(Extrait de page):
+-------+
Les enjeux politiques et financiers :

 

Les membres allouent le budget de fonctionnement au SESAME, qui finance la main-d’œuvre, le matériel et l’électricité. Israël, la Jordanie et la Turquie apportent également des contributions spéciales sous la forme d’un financement en capital. L’Iran et l’Égypte ont promis des contributions, mais n’ont pas été en mesure de les verser en raison de sanctions dans le premier cas et de fréquents changements de gouvernement dans le second. Les cas de l’Iran et de l’Égypte illustrent bien comment la politique a interféré dans le fonctionnement du SESAME. La Jordanie a également fourni le terrain et le bâtiment pour le projet, ainsi que des fonds provenant de la Cour royale et du Fonds jordanien de soutien à la recherche scientifique et à l’innovation. Enfin, le SESAME bénéficie d’un soutien extérieur, notamment sous la forme de conseils de comités consultatifs, de dons d’équipements, de formations et d’argent. Il a attiré d’éminents scientifiques du monde entier qui croient en ses objectifs politiques et en sa capacité à servir de catalyseur de la paix.
+-------+
(Données enregistrées):
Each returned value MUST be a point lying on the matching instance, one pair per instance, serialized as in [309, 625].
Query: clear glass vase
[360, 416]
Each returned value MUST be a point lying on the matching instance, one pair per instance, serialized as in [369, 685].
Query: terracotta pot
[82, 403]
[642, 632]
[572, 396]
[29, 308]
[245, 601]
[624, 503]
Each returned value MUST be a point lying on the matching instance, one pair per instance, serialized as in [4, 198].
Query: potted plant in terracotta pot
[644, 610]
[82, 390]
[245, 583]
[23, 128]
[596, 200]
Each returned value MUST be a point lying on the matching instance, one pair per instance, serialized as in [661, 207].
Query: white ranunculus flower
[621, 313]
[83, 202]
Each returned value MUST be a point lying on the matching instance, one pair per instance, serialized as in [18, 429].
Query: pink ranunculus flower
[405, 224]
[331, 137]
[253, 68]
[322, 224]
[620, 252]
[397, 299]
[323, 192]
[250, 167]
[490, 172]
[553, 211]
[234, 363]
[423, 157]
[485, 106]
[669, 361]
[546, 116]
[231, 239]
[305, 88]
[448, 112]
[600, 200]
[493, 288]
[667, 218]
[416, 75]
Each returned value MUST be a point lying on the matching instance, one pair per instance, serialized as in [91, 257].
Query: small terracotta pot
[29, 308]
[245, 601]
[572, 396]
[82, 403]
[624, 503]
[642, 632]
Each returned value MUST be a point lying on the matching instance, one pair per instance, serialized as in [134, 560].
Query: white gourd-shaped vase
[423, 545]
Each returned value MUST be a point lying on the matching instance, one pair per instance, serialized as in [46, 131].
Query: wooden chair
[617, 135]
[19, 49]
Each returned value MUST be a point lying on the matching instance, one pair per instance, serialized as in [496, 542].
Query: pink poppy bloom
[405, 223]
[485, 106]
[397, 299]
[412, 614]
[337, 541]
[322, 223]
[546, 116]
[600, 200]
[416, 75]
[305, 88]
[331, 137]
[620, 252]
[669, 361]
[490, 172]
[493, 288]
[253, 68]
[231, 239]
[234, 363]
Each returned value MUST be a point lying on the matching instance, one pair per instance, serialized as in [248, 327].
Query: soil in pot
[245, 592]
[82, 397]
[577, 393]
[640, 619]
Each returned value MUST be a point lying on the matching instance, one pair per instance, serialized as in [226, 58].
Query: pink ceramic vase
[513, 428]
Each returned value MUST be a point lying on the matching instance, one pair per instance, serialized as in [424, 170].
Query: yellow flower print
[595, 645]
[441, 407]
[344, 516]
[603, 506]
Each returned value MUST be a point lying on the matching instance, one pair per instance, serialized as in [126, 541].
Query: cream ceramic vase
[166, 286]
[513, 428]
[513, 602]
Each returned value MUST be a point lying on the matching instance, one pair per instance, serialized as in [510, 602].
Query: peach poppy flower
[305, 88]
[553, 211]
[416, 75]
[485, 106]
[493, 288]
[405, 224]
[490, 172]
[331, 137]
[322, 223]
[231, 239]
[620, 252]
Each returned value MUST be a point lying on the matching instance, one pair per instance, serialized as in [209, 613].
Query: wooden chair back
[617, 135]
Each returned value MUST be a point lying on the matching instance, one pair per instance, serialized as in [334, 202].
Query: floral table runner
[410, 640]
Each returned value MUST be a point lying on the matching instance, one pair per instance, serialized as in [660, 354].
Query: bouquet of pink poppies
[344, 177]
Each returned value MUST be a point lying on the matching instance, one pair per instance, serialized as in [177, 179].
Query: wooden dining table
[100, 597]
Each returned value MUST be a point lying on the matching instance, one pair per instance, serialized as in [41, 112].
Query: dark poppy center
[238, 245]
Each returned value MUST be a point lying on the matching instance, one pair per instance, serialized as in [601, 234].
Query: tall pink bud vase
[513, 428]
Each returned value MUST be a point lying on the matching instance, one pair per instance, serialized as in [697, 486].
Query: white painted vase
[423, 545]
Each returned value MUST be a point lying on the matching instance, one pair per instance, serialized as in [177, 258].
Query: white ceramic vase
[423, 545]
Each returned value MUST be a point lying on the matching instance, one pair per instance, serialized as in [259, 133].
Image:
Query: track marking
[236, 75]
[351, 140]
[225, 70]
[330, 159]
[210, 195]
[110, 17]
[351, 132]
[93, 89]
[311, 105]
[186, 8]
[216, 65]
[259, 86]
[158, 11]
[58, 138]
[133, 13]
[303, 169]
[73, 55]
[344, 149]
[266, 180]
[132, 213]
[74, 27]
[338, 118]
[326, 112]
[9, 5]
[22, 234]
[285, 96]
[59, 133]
+-------+
Selon l'extrait sur le financement du SESAME, quel pays a fourni le terrain et le bâtiment du projet ?

La Jordanie.